The winter of 2013-14 was tough on cattle producers
T. R. Troxel and M. S. Gadberry
According to the national weather service, the average monthly temperatures were colder than normal beginning in November 2013 and this pattern continued through March 2014, making the winter of 2013 – 14 one of the longest winter hay feeding periods in recent memory. In addition to colder than normal temperatures, many cattle producers across the state had to manage through ice and snow storms. Many mornings and throughout the day, cattle producers had to break ice just so cattle had fresh water to drink.
On the positive note, Arkansas cattle producers were fortunate because they produced a large hay crop during the spring and early summer of 2013. Following the record breaking drought of 2012, spring rains returned in 2013 and many cattle producers harvested their largest hay crop in a number of years. Therefore, cattle producers had the hay supplies to begin feeding early and continue feeding hay into April. Currently most cattle producers are running out of hay, spring grass is late, and threats of freeze are lingering into mid-April.

▶ Source information:
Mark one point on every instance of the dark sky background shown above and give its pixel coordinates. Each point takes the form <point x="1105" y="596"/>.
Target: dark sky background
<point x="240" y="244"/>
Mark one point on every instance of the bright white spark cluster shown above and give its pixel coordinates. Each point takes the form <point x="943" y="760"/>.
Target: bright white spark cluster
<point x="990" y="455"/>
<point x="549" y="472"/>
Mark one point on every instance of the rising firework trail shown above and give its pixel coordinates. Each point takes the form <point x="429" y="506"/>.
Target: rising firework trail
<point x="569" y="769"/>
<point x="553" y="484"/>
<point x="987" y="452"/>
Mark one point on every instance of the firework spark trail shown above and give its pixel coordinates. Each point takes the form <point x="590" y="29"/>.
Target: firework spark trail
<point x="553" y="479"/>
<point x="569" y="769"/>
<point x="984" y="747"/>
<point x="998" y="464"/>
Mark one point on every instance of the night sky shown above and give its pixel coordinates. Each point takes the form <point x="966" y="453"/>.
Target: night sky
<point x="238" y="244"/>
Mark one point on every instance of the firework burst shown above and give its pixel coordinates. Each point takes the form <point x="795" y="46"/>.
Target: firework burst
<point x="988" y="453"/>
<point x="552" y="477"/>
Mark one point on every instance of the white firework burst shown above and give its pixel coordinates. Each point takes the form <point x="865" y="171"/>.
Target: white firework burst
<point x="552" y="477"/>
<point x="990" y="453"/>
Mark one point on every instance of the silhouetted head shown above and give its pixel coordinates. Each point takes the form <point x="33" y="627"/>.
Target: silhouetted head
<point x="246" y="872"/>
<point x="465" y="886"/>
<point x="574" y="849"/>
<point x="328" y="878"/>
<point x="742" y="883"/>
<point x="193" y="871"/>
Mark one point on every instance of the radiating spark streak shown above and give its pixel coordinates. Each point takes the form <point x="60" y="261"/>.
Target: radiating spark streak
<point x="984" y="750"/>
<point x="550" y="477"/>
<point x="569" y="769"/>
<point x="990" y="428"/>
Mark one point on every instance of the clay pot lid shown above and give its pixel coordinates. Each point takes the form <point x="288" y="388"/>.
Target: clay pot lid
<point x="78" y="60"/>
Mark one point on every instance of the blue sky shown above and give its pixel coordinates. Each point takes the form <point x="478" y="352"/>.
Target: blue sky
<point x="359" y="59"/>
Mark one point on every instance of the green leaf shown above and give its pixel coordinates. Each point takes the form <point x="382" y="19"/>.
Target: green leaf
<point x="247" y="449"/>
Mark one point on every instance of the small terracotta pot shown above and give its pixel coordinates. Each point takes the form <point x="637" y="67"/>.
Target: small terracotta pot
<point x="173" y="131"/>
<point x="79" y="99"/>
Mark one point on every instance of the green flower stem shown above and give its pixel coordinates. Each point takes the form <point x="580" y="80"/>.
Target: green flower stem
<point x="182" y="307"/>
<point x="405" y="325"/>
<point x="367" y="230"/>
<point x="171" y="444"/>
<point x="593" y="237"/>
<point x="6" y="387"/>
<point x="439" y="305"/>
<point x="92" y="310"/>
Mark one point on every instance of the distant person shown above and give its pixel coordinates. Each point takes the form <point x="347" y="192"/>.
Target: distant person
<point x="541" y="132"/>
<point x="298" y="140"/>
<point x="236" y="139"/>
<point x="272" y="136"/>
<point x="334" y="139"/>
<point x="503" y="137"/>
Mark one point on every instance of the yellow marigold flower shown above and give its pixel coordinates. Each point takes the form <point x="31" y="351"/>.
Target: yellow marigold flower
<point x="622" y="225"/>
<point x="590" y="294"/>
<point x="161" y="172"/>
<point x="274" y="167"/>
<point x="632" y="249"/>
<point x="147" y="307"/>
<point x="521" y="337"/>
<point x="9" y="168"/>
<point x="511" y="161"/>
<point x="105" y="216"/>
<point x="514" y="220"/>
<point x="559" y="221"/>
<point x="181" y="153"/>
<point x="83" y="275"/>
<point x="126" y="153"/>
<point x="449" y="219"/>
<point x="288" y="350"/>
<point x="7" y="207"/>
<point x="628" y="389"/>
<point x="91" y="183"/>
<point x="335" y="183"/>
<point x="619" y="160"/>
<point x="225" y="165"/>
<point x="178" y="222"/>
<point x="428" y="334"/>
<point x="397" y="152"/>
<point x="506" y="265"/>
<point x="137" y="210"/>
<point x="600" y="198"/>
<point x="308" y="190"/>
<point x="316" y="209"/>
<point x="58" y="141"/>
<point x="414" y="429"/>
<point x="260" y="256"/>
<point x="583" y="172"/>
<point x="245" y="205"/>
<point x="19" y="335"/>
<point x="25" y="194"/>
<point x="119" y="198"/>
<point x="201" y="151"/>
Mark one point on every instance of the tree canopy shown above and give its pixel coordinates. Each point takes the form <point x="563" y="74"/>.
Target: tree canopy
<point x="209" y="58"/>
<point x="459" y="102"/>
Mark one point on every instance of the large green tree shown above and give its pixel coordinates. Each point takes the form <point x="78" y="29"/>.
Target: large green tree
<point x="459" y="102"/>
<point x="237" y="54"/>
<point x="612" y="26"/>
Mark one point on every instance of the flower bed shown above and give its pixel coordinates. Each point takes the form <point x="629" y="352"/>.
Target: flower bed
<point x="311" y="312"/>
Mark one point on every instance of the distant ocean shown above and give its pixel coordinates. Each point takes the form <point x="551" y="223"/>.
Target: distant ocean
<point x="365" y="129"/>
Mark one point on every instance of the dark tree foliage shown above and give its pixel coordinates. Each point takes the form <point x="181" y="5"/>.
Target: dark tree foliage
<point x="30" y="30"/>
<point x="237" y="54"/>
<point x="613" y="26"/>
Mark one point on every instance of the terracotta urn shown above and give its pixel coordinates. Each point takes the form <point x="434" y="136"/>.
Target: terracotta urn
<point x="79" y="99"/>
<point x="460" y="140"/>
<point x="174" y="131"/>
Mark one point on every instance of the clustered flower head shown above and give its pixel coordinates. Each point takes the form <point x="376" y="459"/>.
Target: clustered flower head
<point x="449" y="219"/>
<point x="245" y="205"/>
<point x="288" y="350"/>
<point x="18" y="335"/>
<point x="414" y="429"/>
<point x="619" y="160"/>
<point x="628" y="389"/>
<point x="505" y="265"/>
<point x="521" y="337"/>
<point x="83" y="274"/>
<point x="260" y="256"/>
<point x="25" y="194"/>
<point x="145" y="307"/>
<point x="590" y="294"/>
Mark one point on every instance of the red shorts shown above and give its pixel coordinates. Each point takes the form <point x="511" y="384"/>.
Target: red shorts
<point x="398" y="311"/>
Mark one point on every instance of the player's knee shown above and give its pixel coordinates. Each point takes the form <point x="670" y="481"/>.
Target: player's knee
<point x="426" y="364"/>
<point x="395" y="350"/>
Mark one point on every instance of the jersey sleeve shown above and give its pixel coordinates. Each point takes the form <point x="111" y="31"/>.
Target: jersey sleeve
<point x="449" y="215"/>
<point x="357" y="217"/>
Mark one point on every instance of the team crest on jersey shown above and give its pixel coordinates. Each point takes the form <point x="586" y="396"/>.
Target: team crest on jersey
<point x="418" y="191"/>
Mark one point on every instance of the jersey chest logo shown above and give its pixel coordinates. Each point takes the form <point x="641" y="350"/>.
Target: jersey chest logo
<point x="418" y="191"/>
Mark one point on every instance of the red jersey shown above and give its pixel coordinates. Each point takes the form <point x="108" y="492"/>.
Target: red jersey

▶ Your objective:
Continue the piece above on the hard 2013–14 winter for cattle producers, starting after its final sentence.

▶ Result of this exercise:
Even though cattle producers fed extra hay and supplemental feed this past winter, many fall and spring calving cows are not in as desirable body condition. Hopefully, the fall calving cows are already bred, but ranchers may find getting spring calving cows bred back a difficult task over the next few months. There are a couple of intervention strategies that may help jump start the estrous cycle for these cows and hopefully improve conception for next year’s calf crop.
Weaning the calf at an early age reduces the cow’s nutritional requirement, making it easier to maintain or accumulate body condition. The last thing a beef cow needs, especially a thin cow, is to be in a negative energy balance going into the breeding season. Once the decision to wean early has been determined, the next question asked is, “What do I do with the calf?” Two basic options for managing the weaned calf are (1) sell the calf immediately and (2) background the calf until normal weaning or longer.
Selling the calf immediately eliminates risk. There is a lot of talk among cattlemen about the number of three weight calves currently being sold, so it appears that many are already taking this approach. Currently a 350lb steer calf is selling for approximately $242 per cwt. or $847 per head. Despite bringing a higher price per pound, the value of the early weaned calf is less than its value if weaned at the typical age of 6 to 7 months. Selling the calf will eliminate the additional labor required for managing the calf until marketing later.
Backgrounding the calf can provided additional value from the weight gained from early weaning until normal weaning time. This option will require fencing that is capable of keeping young calves separated from their mothers. During this period, care must be taken to vaccinate, control internal and external parasites, and provide a diet that will result in positive weight gains.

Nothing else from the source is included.